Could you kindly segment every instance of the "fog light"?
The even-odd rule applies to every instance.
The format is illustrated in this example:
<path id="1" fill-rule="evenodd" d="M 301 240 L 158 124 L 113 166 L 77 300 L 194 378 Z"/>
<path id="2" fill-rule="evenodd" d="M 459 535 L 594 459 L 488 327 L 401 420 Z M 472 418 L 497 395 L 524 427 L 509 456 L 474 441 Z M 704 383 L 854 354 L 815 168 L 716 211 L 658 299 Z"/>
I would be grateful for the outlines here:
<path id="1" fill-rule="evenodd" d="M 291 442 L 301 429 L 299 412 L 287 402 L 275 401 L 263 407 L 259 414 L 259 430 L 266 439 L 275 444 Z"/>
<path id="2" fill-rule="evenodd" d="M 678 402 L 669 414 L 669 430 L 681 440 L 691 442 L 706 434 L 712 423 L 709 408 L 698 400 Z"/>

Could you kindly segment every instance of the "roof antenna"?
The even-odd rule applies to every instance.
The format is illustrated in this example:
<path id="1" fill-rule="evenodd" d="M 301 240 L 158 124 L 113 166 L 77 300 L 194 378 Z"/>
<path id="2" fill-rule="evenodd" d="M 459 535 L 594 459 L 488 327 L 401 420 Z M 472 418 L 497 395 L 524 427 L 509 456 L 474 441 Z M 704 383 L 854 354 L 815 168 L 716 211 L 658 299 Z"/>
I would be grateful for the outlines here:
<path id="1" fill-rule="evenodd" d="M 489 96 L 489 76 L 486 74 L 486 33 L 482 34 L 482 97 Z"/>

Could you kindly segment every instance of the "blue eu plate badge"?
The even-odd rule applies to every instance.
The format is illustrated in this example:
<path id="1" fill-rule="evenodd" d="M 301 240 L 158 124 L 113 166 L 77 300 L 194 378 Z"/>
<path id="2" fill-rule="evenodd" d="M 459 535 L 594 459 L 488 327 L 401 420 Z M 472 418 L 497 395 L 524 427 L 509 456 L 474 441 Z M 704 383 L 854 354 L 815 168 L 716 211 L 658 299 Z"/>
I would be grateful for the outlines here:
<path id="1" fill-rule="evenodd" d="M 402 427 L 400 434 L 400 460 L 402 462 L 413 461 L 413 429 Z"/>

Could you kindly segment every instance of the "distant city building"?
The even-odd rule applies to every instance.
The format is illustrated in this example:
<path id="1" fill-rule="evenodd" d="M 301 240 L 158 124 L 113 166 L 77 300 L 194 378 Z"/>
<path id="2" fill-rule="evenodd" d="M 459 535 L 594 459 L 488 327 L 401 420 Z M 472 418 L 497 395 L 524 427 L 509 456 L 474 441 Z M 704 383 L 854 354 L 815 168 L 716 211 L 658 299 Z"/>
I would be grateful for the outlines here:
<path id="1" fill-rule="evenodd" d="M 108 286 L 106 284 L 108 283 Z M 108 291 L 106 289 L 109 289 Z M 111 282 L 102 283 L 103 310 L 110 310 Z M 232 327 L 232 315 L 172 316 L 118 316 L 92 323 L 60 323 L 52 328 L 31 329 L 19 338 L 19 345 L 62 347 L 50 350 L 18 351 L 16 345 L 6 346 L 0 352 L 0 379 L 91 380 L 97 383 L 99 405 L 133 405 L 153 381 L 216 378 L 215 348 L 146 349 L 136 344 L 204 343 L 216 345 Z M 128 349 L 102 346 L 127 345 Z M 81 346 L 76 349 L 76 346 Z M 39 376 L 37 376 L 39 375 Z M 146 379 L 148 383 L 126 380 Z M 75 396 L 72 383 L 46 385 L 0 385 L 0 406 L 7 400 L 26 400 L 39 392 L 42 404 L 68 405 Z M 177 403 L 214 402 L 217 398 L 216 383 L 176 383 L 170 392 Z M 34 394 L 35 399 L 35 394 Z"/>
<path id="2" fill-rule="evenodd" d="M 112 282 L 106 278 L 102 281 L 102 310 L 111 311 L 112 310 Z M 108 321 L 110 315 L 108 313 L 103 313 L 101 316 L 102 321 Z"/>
=-=-=-=-=
Copy the listing above verbatim, starting at its first line and ending at the line that contains "678 402 L 669", with that line included.

Could you kindly segment every instance of the "fog light"?
The even-odd rule applies to every instance.
The format is illustrated in this example:
<path id="1" fill-rule="evenodd" d="M 301 240 L 158 124 L 113 166 L 77 300 L 194 378 Z"/>
<path id="2" fill-rule="evenodd" d="M 459 535 L 594 459 L 488 327 L 401 420 Z M 472 418 L 497 395 L 524 427 L 509 456 L 474 441 Z M 704 383 L 854 354 L 815 168 L 716 211 L 658 299 Z"/>
I would be grateful for the outlines here:
<path id="1" fill-rule="evenodd" d="M 291 442 L 301 429 L 299 412 L 287 402 L 275 401 L 263 407 L 259 414 L 259 430 L 266 439 L 275 444 Z"/>
<path id="2" fill-rule="evenodd" d="M 678 402 L 669 414 L 669 430 L 681 440 L 691 442 L 706 434 L 712 423 L 709 408 L 698 400 Z"/>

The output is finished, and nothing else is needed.